● **Quoted text**:
** Begin **

Inspect the DataFrame

Now we can look at the data in various ways to see what is here. The first column is the `index` (and begins with "0").


* `beatles_spotify.info()` will show the names, number and data types of the columns
* `beatles_spotify.shape` will tell us the size of our frame:  how many **rows and columns**, like `(193, 11)`.  Note:  normally these methods are followed by `()`.  This one is not.
* `beatles_spotify.describe()` delivers basic statistical information about the set, such as count, average, mean, standard deviation, and basic percentiles.




In [None]:
beatles_spotify.info()

In [None]:
beatles_spotify.shape

In [None]:
beatles_spotify.describe()

# Working with Rows

By default Pandas shows only the first and last five rows of any data frame.  There are various ways to see others:

* **All rows**, set `pandas.set_option('display.max_rows', None)` or `pd.options.display.max_rows = 9999` before you display the frame.
* **Head** rows (default of five from the start, but can be any number):  `beatles_spotify.head(20)`
* **Tail** rows (default of five from the end, but can be any number):  `beatles_spotify.tail(20)`
* **Sample** a random sampling of x rows:  `beatles_spotify.sample(20)`


#### Selecting Rows:  `loc` and `iloc`

* **iloc** to select rows by **index number** (the left-hand column) use `iloc`. The syntax puts rows before columns, as in `beatles_spotify.iloc[startrow:endrow, startcolumn:endcolumn]`.  Thus rows 10-15 (and all columns) of our dataframe would be `beatles_spotify.iloc[10:15, :]`.  Note:  the first number is *inclusive* but the second is *exclusive*.  So `10:15` will yield rows 10, 11, 12, 13, 14, but *not* 15.

** End **

● **Exercises**:
1. Answer these questions from the pandas tutorial:
(a) What number does the index column begin with?
(b) How many rows from the start and from the end does Pandas show by default?
(c) In an `iloc` range, is the first number inclusive or exclusive?
2. Repeat the passage of the pandas tutorial from "Inspect the DataFrame" up to and including "one is not.".
3. List the ways the pandas tutorial gives under "Working with Rows" for seeing rows beyond the default display. Use the bold label of each.
The material comes from a separate source unrelated to the pandas tutorial.

(Data listing)
** Begin **

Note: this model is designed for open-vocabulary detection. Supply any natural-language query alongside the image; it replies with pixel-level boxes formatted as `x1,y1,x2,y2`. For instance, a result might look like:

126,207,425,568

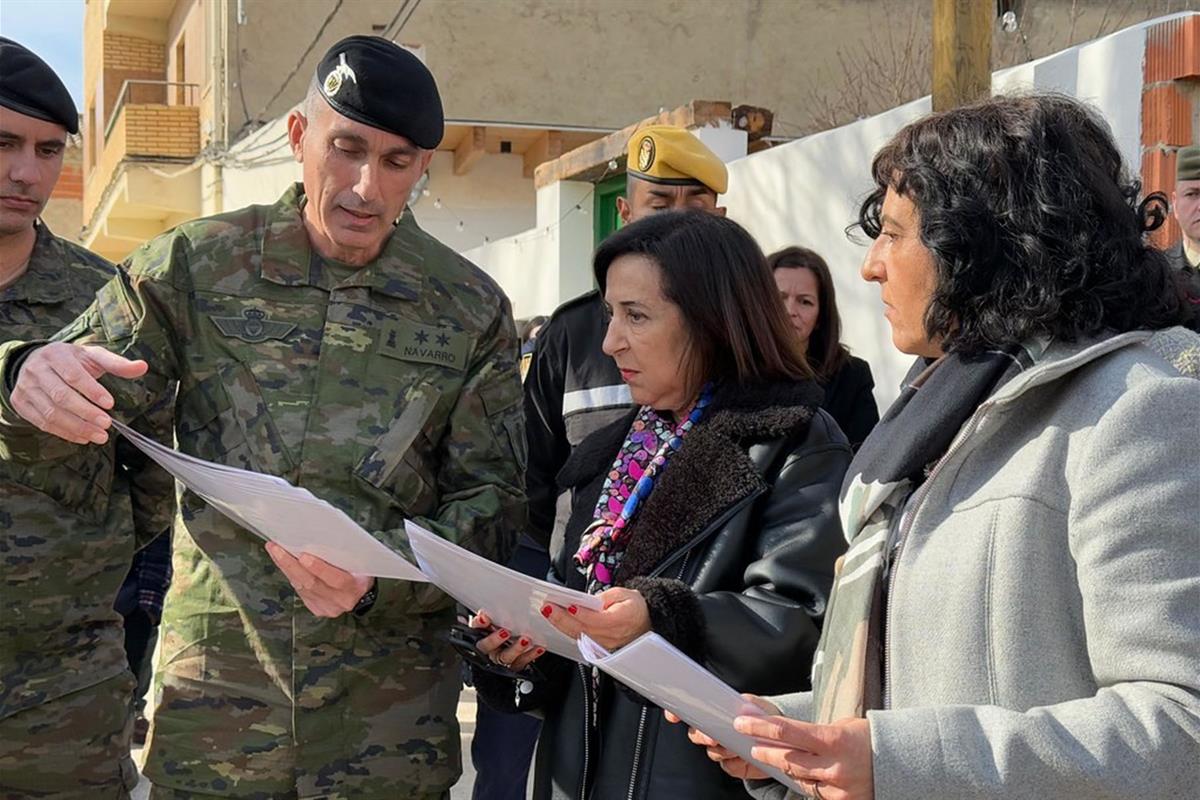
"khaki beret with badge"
625,125,730,194
1175,144,1200,181
316,36,445,150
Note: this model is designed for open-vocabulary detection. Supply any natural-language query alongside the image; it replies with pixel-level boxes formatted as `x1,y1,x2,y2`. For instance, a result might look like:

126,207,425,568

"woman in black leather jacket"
463,212,851,800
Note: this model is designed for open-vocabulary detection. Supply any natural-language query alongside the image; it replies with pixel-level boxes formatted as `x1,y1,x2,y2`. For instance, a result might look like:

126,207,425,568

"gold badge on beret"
625,125,728,194
324,53,359,97
637,136,654,173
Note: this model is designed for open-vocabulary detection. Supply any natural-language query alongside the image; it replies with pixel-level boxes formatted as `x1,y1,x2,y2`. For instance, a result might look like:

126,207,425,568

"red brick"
1144,16,1200,84
1141,84,1192,148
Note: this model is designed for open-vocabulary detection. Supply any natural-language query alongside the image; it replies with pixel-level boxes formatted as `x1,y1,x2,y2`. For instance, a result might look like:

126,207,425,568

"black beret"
317,36,445,150
0,36,79,133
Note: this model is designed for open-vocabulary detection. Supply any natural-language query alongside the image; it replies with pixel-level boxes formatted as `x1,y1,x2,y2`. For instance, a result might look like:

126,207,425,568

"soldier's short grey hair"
300,77,325,120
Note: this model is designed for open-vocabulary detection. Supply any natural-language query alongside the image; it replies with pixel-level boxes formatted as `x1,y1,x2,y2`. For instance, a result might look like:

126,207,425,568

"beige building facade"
80,0,1200,259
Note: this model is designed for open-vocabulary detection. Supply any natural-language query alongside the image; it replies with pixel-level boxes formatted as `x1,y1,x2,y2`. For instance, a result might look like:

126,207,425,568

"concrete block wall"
1141,14,1200,247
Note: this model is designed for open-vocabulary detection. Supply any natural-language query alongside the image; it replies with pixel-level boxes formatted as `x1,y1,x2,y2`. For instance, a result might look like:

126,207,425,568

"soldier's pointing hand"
12,342,148,445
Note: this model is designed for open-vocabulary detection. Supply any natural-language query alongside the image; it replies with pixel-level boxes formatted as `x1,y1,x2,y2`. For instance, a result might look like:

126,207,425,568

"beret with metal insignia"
0,36,79,133
317,36,445,150
1175,144,1200,181
625,125,730,194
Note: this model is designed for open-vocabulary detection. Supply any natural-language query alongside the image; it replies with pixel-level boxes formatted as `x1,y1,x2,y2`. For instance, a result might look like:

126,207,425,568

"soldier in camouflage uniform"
0,38,174,800
0,37,524,800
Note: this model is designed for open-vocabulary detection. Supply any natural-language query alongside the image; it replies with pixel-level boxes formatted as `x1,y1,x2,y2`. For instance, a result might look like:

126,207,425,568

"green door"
593,175,625,245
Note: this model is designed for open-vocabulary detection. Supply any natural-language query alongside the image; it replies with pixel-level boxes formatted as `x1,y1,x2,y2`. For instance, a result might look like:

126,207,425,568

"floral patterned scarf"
575,385,713,594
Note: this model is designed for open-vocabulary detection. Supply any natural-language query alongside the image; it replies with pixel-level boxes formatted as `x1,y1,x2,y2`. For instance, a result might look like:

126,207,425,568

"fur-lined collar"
558,380,822,583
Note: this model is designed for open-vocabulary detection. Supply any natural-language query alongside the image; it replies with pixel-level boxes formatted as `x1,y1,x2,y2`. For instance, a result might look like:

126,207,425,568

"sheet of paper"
404,521,602,661
113,420,428,582
578,633,804,795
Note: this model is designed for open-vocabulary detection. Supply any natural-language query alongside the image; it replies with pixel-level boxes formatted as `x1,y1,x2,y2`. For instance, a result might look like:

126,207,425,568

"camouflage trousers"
150,786,450,800
0,673,138,800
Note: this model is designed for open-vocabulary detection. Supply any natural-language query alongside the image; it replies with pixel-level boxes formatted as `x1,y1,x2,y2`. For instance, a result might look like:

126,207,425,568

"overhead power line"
253,0,346,120
379,0,412,38
388,0,421,42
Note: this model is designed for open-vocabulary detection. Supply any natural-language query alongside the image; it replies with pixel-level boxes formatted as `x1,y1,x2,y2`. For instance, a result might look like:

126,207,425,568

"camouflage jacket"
0,186,524,798
0,224,174,734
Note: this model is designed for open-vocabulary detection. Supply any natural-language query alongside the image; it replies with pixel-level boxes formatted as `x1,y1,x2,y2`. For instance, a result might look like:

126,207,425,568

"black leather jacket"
474,383,851,800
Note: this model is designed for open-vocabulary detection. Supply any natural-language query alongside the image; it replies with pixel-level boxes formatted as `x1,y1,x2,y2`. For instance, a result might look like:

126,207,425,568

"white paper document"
404,521,602,661
578,633,805,795
113,420,428,582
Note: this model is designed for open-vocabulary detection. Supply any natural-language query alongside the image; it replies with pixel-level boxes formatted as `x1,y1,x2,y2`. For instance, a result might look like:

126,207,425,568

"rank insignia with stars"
379,319,472,371
209,308,295,344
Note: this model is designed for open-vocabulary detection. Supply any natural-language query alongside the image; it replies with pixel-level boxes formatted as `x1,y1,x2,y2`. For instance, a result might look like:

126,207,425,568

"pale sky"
0,0,83,109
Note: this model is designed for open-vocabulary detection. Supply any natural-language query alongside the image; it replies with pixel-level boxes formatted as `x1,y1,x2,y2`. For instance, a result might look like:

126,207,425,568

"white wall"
463,181,595,317
725,20,1162,408
413,151,538,253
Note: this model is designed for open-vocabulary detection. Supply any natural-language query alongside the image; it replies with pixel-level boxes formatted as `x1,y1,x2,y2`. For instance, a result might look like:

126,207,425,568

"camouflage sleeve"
377,293,526,610
0,234,190,462
116,384,175,548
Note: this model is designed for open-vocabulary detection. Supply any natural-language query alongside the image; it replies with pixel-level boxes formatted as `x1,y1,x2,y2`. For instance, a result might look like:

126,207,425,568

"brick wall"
1141,16,1200,247
104,30,167,74
102,30,167,122
125,106,200,157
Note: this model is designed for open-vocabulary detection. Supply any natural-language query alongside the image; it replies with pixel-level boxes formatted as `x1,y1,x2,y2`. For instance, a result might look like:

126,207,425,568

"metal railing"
104,80,200,142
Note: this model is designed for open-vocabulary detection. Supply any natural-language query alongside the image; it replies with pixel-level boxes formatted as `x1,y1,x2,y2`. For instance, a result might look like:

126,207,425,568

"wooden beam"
934,0,996,112
524,131,563,178
454,125,487,175
533,100,733,188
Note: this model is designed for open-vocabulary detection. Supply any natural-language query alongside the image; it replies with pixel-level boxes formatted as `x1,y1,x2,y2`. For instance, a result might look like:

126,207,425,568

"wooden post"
934,0,996,112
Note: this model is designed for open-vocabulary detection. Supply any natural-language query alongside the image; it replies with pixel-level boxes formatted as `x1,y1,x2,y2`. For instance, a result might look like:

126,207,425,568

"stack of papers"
113,420,803,794
578,633,806,795
113,420,428,582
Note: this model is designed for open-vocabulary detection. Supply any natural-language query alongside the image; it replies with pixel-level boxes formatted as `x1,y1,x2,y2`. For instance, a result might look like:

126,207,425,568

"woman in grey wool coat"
676,95,1200,800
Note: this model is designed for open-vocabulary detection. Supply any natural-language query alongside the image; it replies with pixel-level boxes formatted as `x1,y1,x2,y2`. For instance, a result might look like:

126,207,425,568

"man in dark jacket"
1166,145,1200,331
472,125,728,800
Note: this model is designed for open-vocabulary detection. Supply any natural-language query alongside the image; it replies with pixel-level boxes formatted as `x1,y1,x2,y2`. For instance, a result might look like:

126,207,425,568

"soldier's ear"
288,110,308,164
617,197,634,225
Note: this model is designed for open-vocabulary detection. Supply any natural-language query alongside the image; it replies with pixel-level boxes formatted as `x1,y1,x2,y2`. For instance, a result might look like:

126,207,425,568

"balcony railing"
104,80,199,142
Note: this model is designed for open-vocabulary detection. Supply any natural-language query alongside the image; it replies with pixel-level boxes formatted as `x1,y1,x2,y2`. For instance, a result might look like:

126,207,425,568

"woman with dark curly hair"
767,246,880,450
676,96,1200,800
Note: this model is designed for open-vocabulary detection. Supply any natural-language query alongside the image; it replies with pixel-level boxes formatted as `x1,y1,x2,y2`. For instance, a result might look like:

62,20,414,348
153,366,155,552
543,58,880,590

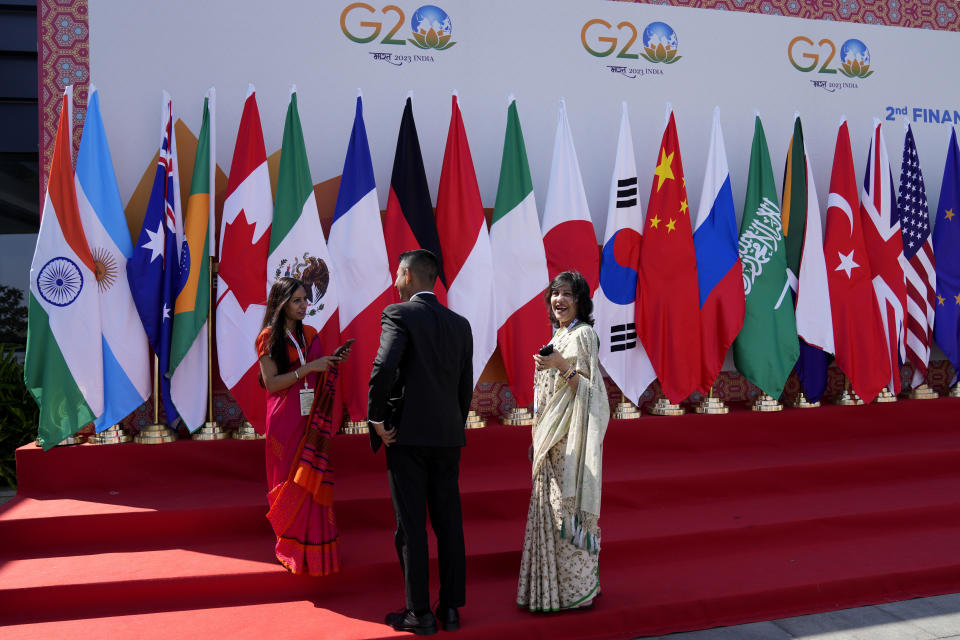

** End **

● **Task-by-task solutions**:
1.
(a) It begins with "0".
(b) Pandas shows the first five and the last five rows.
(c) The first number is inclusive.

2.
Inspect the DataFrame

Now we can look at the data in various ways to see what is here. The first column is the `index` (and begins with "0").


* `beatles_spotify.info()` will show the names, number and data types of the columns
* `beatles_spotify.shape` will tell us the size of our frame:  how many **rows and columns**, like `(193, 11)`.  Note:  normally these methods are followed by `()`.  This one is not.

3.
All rows
Head
Tail
Sample